(The task)
Reproduce the stretch from "As long as you" through "1 = 4 ATA)." in the dive gas-planning text, word for word.

(Supplied text)
Now we simply divide our usage in pressure by the absolute pressure at depth, and we have reached the first stop in our calculations, an accurate SAC rate.

- Imperial: 60 psi ÷ 2 ATA = 30; so our SAC is 30 psi per minute
- Metric: 4 bar ÷ 2 ATA = 2; so our SAC is 2 bar per minute

### Determining Gas Needs

As long as you use a tank that has both the same volume and the same pressure rating as the one used in the timed swim, your SAC rate will tell you approximately how much gas you’ll breathe each minute at a given depth. Simply multiply your SAC by the atmospheres of pressure at your planned depth. For example: You’re planning a dive to 99 feet or 30 meters. That’s 4 atmospheres of pressure (99 feet ÷ 33 + 1 = 4 ATA or 30 meters ÷ 10 + 1 = 4 ATA).

- Imperial: 30 psi x 4 ATA = 120 psi per minute at depth
- Metric: 2 bar x 4 ATA = 8 bar per minute at depth

To estimate your total gas needs for the dive, take the starting pressure of your cylinder, subtract a reserve amount of gas and then divide the remainder by the consumption rate to find out how many minutes of dive time you can expect. The safest rule of management for gas supply is to use the rule of thirds in any situation where it is preferable to come back to a set ascent point, such as the anchor line of a dive boat. The rule of thirds means that the diver uses one-third of his air supply for the descent and the swim away from the exit point and one-third for the swim back to the exit point, leaving one-third for any delays or emergencies. Most divers think of this emergency as sharing gas with a buddy, but in reality it could be used for getting lost, getting snagged in monofilament line or even something as simple as retrieving a lost piece of equipment.

(Data section)
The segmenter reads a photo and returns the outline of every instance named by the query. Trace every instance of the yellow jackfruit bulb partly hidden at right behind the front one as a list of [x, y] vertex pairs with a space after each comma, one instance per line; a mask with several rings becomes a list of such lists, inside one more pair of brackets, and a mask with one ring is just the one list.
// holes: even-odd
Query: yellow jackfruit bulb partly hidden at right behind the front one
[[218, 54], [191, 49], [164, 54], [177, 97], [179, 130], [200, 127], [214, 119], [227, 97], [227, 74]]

(Reply to the exercise)
As long as you use a tank that has both the same volume and the same pressure rating as the one used in the timed swim, your SAC rate will tell you approximately how much gas you’ll breathe each minute at a given depth. Simply multiply your SAC by the atmospheres of pressure at your planned depth. For example: You’re planning a dive to 99 feet or 30 meters. That’s 4 atmospheres of pressure (99 feet ÷ 33 + 1 = 4 ATA or 30 meters ÷ 10 + 1 = 4 ATA).